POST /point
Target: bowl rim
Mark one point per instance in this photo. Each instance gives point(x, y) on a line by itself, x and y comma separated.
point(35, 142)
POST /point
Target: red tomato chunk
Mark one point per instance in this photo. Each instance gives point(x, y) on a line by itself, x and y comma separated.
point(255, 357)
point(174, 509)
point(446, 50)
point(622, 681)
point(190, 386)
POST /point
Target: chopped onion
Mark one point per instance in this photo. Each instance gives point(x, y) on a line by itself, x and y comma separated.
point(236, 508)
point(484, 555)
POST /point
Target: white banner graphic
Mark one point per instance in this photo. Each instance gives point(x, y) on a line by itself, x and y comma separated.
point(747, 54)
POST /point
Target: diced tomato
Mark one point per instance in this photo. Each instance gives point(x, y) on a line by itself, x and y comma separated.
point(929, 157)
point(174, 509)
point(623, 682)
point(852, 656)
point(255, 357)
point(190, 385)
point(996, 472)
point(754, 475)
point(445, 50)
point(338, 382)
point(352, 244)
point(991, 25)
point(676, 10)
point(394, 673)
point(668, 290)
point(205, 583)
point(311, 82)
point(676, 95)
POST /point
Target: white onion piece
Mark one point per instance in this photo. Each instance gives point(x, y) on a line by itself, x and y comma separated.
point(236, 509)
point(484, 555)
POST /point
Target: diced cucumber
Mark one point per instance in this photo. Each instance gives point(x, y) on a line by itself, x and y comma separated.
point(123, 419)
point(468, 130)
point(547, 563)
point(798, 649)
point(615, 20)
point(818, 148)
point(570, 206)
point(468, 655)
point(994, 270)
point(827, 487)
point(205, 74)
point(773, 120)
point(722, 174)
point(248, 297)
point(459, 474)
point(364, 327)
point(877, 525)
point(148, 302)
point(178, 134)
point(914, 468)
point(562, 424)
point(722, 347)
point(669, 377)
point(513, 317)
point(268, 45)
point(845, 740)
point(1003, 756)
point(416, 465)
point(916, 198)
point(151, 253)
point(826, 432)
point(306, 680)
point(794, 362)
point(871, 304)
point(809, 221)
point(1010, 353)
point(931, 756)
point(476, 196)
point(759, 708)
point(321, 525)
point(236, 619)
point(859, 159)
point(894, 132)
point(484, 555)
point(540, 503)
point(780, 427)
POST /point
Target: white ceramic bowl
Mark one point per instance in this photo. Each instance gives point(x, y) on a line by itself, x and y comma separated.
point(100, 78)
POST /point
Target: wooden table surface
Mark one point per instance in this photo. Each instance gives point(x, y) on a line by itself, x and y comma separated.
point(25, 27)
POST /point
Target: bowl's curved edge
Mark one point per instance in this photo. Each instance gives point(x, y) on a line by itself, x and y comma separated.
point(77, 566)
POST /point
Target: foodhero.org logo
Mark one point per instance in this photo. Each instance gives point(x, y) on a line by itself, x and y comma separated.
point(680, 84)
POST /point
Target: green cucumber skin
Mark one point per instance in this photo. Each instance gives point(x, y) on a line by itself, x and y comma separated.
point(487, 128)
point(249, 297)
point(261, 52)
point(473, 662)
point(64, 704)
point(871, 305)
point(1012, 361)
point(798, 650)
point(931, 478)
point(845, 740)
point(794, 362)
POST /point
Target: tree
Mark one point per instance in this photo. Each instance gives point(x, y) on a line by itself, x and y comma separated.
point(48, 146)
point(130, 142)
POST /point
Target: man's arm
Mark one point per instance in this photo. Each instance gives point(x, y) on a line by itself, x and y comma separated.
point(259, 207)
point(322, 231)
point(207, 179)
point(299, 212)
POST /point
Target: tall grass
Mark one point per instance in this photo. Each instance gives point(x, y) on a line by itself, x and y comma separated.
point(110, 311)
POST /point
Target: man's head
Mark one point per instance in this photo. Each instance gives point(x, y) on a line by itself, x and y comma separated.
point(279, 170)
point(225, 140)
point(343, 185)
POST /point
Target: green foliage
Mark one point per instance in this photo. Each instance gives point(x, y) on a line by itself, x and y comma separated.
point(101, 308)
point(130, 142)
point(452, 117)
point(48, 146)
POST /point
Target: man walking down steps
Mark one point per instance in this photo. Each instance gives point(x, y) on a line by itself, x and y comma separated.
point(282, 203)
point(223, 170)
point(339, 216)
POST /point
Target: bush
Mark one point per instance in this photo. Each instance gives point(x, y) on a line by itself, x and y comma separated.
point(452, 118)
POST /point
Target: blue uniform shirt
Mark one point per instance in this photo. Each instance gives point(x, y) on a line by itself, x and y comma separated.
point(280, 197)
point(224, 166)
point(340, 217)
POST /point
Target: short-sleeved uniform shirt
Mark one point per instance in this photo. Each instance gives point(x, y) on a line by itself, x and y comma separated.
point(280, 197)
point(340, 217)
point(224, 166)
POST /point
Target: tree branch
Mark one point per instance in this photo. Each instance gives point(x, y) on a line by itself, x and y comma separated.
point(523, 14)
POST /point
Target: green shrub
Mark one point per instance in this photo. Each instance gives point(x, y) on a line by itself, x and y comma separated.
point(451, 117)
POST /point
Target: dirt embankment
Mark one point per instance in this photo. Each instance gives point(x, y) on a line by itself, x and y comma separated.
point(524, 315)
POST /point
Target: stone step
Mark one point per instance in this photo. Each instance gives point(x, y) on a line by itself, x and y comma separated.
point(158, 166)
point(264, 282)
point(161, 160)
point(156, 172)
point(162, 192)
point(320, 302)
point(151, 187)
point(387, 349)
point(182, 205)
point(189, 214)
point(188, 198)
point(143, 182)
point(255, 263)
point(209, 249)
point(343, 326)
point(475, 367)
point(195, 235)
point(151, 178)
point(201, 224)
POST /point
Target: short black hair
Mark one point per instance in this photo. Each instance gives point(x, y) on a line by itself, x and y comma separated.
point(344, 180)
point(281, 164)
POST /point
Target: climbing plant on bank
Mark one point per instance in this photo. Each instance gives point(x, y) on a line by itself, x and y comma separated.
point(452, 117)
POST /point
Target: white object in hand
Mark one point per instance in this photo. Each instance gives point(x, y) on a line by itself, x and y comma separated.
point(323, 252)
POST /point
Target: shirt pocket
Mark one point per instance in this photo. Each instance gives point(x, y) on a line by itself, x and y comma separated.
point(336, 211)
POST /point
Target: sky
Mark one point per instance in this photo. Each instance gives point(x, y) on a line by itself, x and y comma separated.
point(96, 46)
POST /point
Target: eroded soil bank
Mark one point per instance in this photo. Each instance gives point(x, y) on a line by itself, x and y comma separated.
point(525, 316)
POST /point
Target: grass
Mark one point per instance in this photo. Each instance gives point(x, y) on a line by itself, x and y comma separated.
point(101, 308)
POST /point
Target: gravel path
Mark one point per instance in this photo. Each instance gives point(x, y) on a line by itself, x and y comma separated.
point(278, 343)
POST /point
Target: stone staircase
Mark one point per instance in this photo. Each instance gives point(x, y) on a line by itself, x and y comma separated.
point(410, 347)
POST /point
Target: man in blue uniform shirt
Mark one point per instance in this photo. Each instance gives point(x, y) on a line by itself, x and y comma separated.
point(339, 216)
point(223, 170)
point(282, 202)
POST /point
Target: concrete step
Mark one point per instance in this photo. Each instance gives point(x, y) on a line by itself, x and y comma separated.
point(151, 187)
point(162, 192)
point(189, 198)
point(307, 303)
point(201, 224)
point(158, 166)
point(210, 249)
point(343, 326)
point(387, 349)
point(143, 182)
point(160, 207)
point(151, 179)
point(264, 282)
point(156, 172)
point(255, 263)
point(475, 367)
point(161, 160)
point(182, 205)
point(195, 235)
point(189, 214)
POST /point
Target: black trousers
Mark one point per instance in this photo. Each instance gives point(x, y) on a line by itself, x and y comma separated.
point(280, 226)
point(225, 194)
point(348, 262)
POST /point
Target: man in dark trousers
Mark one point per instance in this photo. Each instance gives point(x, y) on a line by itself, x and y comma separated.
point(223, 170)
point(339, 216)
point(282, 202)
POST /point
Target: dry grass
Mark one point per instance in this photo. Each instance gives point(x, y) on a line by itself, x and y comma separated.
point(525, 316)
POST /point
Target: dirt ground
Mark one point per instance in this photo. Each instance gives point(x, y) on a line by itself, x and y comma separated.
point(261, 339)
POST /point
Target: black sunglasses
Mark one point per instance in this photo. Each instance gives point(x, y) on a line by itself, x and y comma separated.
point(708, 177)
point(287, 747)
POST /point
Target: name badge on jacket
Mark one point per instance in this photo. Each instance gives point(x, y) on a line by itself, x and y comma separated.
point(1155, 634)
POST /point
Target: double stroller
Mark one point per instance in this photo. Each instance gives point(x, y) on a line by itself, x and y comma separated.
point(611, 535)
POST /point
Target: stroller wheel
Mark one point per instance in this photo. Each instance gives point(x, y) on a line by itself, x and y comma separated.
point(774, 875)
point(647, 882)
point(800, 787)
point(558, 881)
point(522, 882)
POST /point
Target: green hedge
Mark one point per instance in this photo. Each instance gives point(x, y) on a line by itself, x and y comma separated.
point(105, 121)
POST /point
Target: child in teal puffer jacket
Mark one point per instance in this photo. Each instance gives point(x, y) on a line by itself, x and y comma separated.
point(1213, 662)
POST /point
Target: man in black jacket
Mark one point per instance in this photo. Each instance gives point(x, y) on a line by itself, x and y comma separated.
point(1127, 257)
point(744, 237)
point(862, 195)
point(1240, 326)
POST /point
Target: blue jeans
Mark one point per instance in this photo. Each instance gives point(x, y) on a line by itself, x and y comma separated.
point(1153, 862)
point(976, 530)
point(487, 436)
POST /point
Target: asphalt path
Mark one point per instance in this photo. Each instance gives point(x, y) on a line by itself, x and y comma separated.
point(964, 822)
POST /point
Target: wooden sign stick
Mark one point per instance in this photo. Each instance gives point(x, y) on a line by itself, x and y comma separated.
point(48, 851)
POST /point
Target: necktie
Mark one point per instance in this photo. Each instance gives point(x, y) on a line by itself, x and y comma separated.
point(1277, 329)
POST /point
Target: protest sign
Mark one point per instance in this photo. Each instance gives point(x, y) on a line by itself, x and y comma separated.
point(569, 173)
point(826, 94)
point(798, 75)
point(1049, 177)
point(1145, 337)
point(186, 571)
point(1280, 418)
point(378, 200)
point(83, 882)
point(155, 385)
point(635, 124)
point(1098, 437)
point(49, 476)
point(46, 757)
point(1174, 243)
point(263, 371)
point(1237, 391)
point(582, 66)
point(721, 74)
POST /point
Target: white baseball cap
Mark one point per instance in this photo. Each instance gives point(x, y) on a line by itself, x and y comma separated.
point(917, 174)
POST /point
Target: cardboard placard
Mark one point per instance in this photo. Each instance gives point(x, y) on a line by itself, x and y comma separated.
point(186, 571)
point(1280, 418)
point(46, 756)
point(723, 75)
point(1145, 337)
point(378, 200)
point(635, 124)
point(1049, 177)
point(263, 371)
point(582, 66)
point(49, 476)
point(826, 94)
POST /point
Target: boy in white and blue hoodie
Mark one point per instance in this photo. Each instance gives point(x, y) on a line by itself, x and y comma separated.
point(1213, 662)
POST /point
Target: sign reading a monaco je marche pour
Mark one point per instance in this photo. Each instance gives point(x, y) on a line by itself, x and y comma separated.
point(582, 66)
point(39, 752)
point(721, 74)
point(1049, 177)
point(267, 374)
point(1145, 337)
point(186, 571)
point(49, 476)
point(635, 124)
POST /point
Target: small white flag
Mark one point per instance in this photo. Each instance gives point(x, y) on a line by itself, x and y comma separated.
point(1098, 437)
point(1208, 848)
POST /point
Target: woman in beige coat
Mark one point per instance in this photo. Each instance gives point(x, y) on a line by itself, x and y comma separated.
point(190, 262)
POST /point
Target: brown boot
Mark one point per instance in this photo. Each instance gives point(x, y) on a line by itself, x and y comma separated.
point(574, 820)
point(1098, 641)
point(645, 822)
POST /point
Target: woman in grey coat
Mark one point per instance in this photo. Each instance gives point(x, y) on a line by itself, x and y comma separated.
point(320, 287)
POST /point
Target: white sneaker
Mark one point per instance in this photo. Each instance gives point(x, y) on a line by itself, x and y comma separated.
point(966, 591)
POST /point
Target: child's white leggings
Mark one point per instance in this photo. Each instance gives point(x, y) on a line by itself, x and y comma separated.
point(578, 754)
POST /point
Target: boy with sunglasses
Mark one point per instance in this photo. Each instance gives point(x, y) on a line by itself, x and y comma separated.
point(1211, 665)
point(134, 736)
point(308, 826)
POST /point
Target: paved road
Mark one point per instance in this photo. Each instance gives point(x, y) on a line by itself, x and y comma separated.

◆ ◆ ◆

[Task to complete]
Out of the data above, set down the lines from the one with "Target: chopped onion" to the one with "Target: white banner graphic", both included, exactly as written and with no additions.

[Problem solution]
Target: chopped onion
Mark one point per instance in this photo. Each instance gives point(x, y) on a line by itself, x and y comma separated.
point(236, 508)
point(484, 555)
POST /point
Target: white banner graphic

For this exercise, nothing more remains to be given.